• **Exercise directions**
Quote every sentence in the text about Hot Springs National Park that ends with a question mark.

As one of the United States' most unique cities, there are so many ways to…
There seems to be a dating app or website for every type of person. So why not make one for National Parks? Until someone creates Tinder for travelers, I’ll be showcasing some of the lesser known parks. Read their profile to see if these under-the-radar spots might be your National Park soulmate.
Our first bachelorette is Hot Springs National Park. Nicknamed “The American Spa,” this park surrounds the north end of the city of Hot Springs, Arkansas. Yep, a national park in a city—unexpected, right?
Here’s why you should swipe right on Hot Springs National Park.
Age: Normally, I think it rude to ask a lady her age, but I’m quite proud of my years on this planet. In 1832, I became the first piece of land set aside by the federal government for preservation. Basically, I was a National Park before they were a thing. I may be old, but us cougars are their own brand of seductive, aren’t we?

• **Collected material**
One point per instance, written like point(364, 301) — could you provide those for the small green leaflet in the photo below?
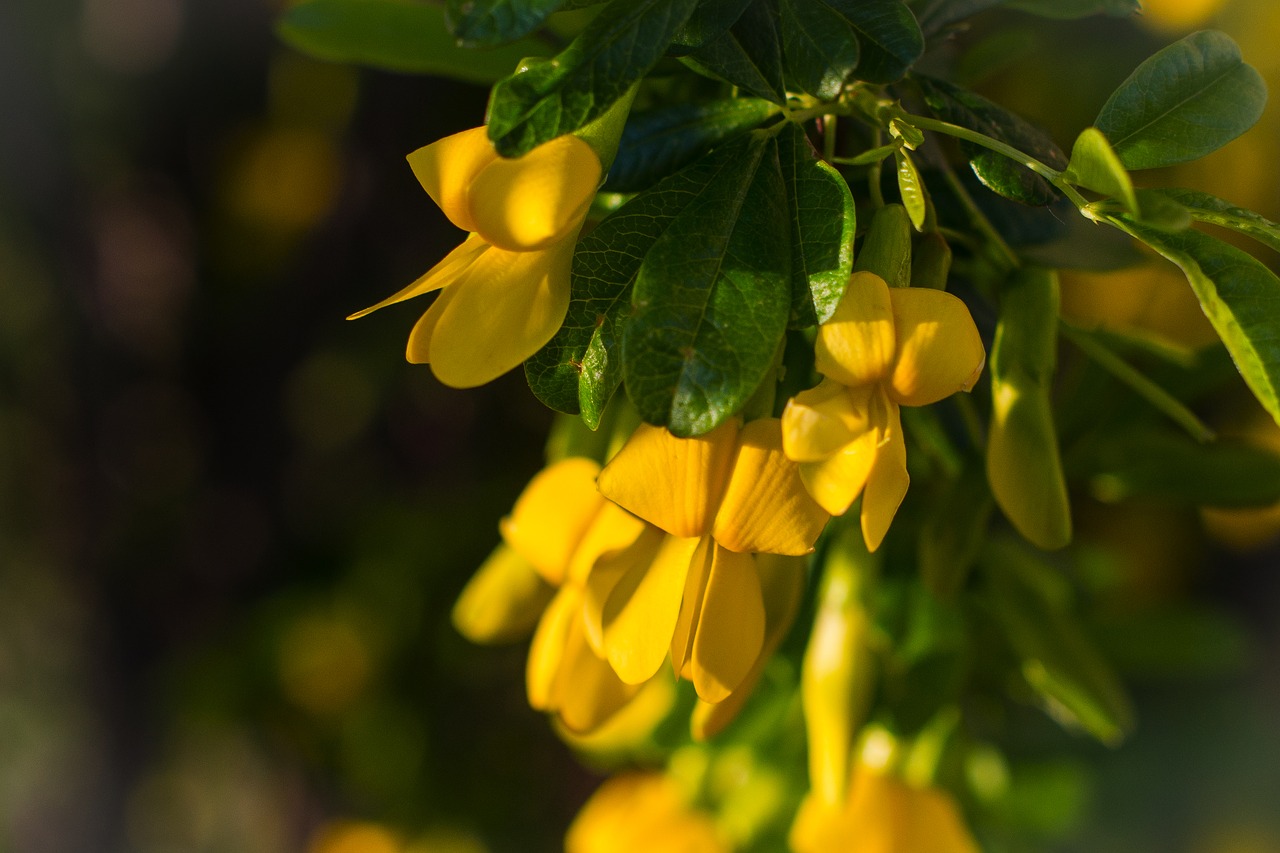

• **Completed task**
- So why not make one for National Parks?
- Yep, a national park in a city—unexpected, right?
- I may be old, but us cougars are their own brand of seductive, aren’t we?